▶ **Excerpted passage**:
Okay. Any way you can kind of grade them and maybe give us a sense of what Attivo's gross margins were? And if you were to rank them, most impact, the least impact, how should we anticipate the impact on the gross margin side?

David Bernhardt

Analyst

Yes. I think in terms of contribution to the overall company, Attivo would be number three. If I had to think about it, I would say the revenue outperformance and the efficiencies in our product are one and two.

Brian Essex

Analyst

Okay. All right. Thank you very much. Appreciate it.

Operator

Operator

Thank you for you question. The next question is from the line of Alex Henderson with Needham. Your line is now open.

Alexander Henderson

Analyst

Great. Thanks. So the question we've been asking almost every company we talk to is really around the correction in the stock prices that have happened. And how you adjust for stock compensation to your employees, particularly given the challenges of bringing on new employees, the stock compensation based on where the stock is and older employees potentially having stock that's significantly underwater. How do you balance that problem? And what are you share thought process around it? Thanks.

▶ **Data excerpts**:
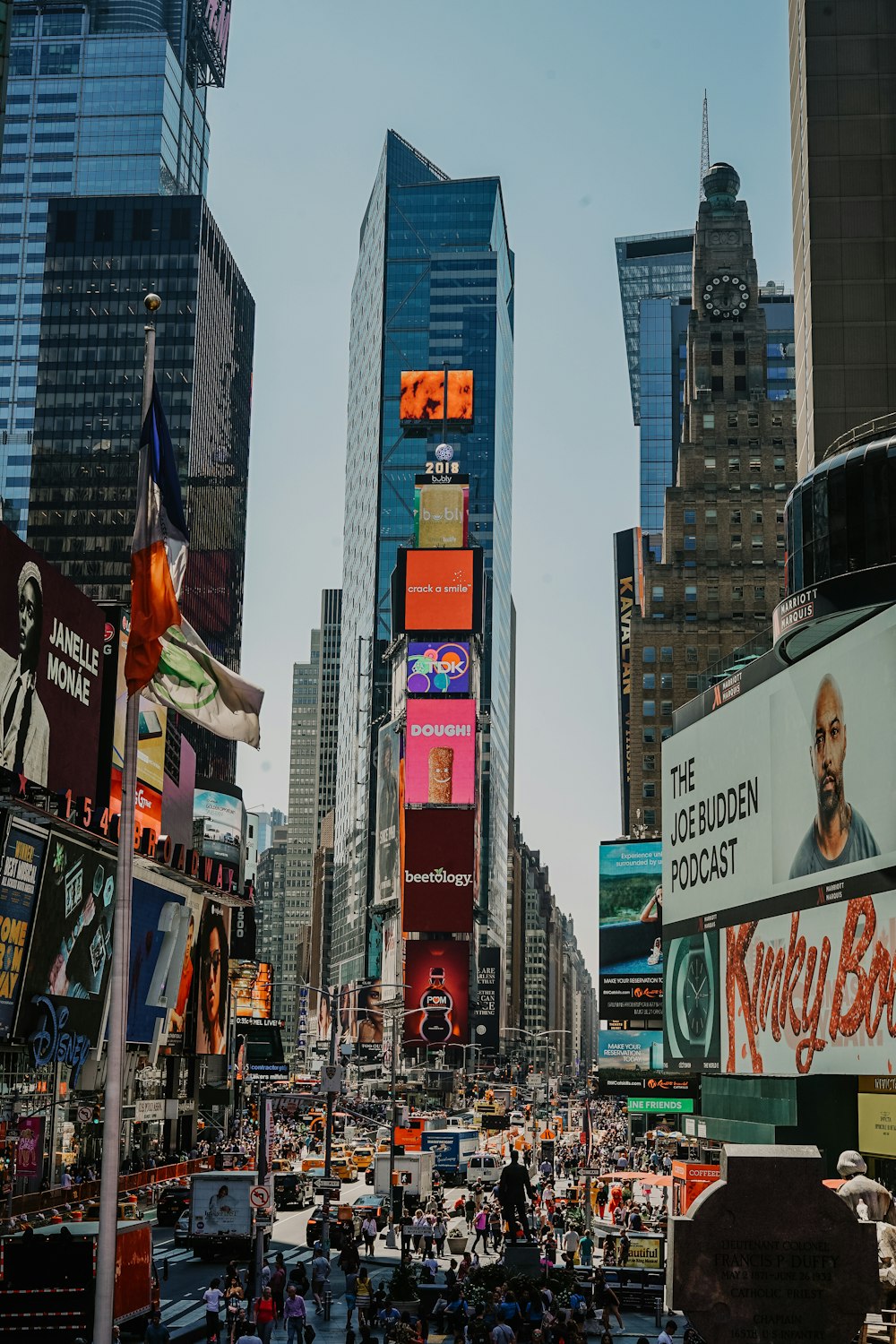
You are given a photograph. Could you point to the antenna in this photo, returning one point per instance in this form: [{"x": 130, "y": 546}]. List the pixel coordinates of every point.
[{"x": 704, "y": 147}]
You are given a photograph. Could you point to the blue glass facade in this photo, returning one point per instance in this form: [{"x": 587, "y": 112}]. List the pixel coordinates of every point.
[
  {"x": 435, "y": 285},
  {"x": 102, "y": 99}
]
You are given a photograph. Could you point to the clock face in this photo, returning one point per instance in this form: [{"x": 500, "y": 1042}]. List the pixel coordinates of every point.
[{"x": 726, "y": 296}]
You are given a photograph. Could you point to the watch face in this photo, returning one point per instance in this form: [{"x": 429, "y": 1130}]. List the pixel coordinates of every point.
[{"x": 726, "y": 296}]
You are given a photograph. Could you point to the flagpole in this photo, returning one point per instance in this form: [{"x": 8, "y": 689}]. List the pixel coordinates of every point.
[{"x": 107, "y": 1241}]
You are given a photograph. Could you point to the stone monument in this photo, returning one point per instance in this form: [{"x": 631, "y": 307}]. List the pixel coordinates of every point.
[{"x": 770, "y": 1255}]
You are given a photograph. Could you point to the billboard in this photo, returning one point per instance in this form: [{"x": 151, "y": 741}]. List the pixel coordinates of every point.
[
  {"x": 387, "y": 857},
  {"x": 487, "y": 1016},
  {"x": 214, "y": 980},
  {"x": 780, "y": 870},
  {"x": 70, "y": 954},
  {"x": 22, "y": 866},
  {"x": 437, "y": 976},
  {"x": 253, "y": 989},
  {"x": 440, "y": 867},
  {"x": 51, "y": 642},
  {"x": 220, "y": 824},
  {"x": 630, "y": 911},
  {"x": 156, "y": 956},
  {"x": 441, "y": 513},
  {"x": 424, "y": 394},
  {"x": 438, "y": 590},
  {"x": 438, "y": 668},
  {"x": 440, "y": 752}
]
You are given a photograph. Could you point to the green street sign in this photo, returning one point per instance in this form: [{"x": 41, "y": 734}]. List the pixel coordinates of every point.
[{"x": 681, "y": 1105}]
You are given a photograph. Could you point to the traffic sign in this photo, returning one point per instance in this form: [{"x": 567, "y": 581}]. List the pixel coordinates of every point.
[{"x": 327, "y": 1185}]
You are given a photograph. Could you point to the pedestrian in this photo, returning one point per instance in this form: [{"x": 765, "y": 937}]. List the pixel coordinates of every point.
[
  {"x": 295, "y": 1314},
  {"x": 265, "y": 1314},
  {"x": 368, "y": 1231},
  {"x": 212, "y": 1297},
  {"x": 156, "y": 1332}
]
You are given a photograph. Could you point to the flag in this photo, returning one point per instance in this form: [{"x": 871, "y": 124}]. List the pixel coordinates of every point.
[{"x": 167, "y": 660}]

--

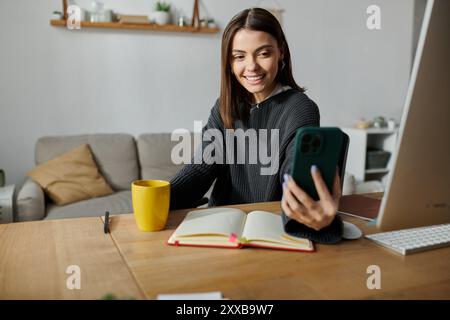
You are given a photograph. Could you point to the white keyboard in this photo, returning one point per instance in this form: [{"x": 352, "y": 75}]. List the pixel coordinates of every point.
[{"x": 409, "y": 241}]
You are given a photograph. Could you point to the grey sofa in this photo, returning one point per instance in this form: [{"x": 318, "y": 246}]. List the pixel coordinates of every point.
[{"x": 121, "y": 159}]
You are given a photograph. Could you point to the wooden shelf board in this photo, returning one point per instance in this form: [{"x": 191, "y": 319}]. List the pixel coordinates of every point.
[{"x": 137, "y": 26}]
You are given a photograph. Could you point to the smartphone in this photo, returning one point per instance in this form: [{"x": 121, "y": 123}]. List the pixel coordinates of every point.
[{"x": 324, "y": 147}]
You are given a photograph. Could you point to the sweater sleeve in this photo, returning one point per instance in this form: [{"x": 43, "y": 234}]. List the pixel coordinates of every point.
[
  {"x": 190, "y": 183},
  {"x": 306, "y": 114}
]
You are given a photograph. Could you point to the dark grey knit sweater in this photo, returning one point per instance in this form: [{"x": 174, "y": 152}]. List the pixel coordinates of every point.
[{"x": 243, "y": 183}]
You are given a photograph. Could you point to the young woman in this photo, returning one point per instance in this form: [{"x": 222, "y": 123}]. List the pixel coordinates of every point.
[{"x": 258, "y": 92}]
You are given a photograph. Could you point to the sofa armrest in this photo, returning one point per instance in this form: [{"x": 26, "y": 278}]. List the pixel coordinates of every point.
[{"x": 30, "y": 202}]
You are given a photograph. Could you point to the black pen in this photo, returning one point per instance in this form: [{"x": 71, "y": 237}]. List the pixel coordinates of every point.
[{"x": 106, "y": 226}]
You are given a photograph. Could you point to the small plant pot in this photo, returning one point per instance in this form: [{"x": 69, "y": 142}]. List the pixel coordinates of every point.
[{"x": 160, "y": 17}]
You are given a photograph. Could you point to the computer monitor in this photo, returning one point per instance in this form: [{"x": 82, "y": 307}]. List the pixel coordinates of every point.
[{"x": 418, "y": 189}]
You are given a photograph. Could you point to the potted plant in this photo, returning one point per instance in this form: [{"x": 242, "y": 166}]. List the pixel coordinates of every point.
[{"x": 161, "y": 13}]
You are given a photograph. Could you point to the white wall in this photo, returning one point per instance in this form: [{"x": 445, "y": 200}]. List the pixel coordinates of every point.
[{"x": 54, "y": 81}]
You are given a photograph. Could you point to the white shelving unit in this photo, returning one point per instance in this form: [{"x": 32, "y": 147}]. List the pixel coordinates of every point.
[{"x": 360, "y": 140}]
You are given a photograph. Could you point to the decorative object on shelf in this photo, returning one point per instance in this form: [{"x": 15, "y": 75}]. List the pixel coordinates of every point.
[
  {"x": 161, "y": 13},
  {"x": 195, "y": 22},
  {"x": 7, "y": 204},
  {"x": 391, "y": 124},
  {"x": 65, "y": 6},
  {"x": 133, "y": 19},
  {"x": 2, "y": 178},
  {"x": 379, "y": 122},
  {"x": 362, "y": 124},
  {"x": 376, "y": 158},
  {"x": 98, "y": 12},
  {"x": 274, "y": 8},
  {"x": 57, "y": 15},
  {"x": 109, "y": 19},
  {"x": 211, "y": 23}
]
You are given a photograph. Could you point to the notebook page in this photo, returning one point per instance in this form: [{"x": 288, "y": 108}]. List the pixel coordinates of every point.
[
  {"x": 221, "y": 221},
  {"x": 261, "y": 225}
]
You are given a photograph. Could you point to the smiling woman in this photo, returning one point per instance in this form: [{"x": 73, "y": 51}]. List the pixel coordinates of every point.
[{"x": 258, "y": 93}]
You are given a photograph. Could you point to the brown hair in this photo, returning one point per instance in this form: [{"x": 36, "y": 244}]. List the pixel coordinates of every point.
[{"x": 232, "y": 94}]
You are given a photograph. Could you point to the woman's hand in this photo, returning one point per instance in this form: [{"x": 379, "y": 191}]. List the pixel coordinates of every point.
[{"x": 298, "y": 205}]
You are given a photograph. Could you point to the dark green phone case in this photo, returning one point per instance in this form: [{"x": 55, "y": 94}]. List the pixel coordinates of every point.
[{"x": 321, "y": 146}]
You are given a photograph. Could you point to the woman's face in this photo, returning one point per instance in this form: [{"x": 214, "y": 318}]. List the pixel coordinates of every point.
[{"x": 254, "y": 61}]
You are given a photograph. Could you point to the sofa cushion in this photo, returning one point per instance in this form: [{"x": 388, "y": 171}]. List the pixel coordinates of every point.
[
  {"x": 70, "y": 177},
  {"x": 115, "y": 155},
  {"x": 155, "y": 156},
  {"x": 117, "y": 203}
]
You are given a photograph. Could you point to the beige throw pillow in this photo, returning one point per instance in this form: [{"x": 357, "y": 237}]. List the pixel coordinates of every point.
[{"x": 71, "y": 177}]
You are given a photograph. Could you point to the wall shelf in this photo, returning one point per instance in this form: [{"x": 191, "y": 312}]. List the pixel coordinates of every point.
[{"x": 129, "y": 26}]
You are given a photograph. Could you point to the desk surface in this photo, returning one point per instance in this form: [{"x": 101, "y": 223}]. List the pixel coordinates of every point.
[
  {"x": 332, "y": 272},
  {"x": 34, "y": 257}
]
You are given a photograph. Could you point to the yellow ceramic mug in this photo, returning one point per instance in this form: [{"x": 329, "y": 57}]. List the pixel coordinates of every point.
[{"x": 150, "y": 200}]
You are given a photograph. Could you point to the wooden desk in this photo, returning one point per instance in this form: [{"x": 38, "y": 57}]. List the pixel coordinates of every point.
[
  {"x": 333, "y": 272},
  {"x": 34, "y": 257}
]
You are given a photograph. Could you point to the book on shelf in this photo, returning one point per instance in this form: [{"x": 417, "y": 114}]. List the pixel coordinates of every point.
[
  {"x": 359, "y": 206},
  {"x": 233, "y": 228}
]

▶ **Written tasks**:
1 - Reproduce the earnings call excerpt in full, word for word.
2 - Gather every line of the records that contains the string "sign", matching upper and lower case exactly.
The earnings call excerpt and the records were taken from unrelated sources.

▶ **Responses for each task**:
1 -
Okay. Any way you can kind of grade them and maybe give us a sense of what Attivo's gross margins were? And if you were to rank them, most impact, the least impact, how should we anticipate the impact on the gross margin side?

David Bernhardt

Analyst

Yes. I think in terms of contribution to the overall company, Attivo would be number three. If I had to think about it, I would say the revenue outperformance and the efficiencies in our product are one and two.

Brian Essex

Analyst

Okay. All right. Thank you very much. Appreciate it.

Operator

Operator

Thank you for you question. The next question is from the line of Alex Henderson with Needham. Your line is now open.

Alexander Henderson

Analyst

Great. Thanks. So the question we've been asking almost every company we talk to is really around the correction in the stock prices that have happened. And how you adjust for stock compensation to your employees, particularly given the challenges of bringing on new employees, the stock compensation based on where the stock is and older employees potentially having stock that's significantly underwater. How do you balance that problem? And what are you share thought process around it? Thanks.

2 -
You are given a photograph. Could you point to the green street sign in this photo, returning one point per instance in this form: [{"x": 41, "y": 734}]. List the pixel coordinates of every point.
You are given a photograph. Could you point to the traffic sign in this photo, returning one point per instance in this form: [{"x": 567, "y": 581}]. List the pixel coordinates of every point.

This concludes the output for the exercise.